Monday, 4 July 2016

Tremadog rocks


An evening walk after bog surveying near Porthmadog finally gave me the chance to explore the amazing cliffs and hanging woodlands above Tremadog.  I only scratched the surface of this extensive area, and I'm sure there's plenty more to be found.  Most of the time I was up on the open, sunny clifftop rocks, where Campylopus pilifer and Hedwigia integrifolia were surprisingly common.  The former grows in dense cushions in rock crevices and its thick shoots are reassuringly different to the common C. introflexus, whilst the latter sprawls on sunny rocks and its lack of hairpoints is immediately different to H. stellata.



One area held extensive patches of a sprawling Racomitrium with very short hairpoints.  This was growing close to typical, hoary R. heterostichum and looked incredibly different, yet they are treated as a single species in the Census Catalogue!  Also nearby was muticous (pointless) R. obtusum, which is again treated as part of R. heterostichum in Britain.  The short-pointed, narrow-leaved plant is Racomitrium obtusifolium f. trichophorum, which I discussed in The Mosses and Liverworts of Pembrokeshire.  I have now found it in several places on coastal tors in Wales, from Pembrokeshire to Harlech and Tremadog, but never inland.  There seems to be a pattern developing in records of this distinctive-looking moss...

▶ _Data to examine_
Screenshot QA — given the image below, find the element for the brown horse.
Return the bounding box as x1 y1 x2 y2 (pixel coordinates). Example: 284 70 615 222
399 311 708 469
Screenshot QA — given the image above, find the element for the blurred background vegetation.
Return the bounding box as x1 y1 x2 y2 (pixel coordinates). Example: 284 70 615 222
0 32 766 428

▶ _Problem description_
According to the Tremadog rocks post, where has Racomitrium obtusifolium f. trichophorum been found?

▶ _Written solution_
On coastal tors in Wales, from Pembrokeshire to Harlech and Tremadog, but never inland.